* GIVEN EXERCISE
Reproduce the material below word for word, keeping every line unchanged.

* PROVIDED DATA
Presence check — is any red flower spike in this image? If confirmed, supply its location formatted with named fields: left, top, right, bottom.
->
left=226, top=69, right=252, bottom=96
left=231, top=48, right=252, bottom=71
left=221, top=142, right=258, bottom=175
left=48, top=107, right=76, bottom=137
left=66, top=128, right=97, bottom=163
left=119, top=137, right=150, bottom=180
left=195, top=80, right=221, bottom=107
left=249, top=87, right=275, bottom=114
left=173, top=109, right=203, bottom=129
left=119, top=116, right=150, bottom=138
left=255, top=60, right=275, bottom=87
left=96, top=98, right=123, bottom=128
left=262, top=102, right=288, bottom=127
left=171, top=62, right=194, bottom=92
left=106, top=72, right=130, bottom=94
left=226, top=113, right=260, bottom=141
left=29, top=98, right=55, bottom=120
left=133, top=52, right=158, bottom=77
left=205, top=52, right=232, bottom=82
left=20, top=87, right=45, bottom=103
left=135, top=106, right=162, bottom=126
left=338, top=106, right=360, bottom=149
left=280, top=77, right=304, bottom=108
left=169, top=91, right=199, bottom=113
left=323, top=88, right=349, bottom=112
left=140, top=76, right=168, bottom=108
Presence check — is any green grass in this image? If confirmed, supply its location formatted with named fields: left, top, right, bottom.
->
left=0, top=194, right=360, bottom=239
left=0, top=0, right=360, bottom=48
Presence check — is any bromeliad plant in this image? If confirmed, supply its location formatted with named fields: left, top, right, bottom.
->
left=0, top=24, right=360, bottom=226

* RESPONSE FOR THIS EXERCISE
Presence check — is any red flower spike in this image? If confirmed, supply its location formatted with named fields: left, top, right, bottom.
->
left=226, top=69, right=252, bottom=96
left=231, top=48, right=252, bottom=71
left=221, top=142, right=258, bottom=175
left=48, top=107, right=76, bottom=137
left=66, top=128, right=97, bottom=163
left=119, top=137, right=150, bottom=180
left=195, top=80, right=221, bottom=107
left=249, top=87, right=275, bottom=114
left=173, top=109, right=203, bottom=129
left=119, top=116, right=150, bottom=138
left=255, top=60, right=275, bottom=87
left=96, top=98, right=123, bottom=128
left=262, top=102, right=288, bottom=127
left=171, top=62, right=194, bottom=92
left=106, top=72, right=130, bottom=94
left=226, top=113, right=260, bottom=141
left=29, top=98, right=55, bottom=120
left=133, top=52, right=158, bottom=77
left=205, top=52, right=232, bottom=82
left=20, top=87, right=45, bottom=103
left=135, top=106, right=162, bottom=126
left=338, top=106, right=360, bottom=149
left=280, top=77, right=304, bottom=108
left=169, top=91, right=199, bottom=113
left=323, top=88, right=349, bottom=112
left=140, top=76, right=168, bottom=108
Presence check — is any green grass in this image? If confirmed, supply its location formatted with named fields: left, top, right, bottom.
->
left=0, top=194, right=360, bottom=239
left=0, top=0, right=360, bottom=48
Presence check — is any bromeliad plant in this image? If confirmed, supply its location formatted with named fields: left, top, right, bottom.
->
left=0, top=24, right=360, bottom=226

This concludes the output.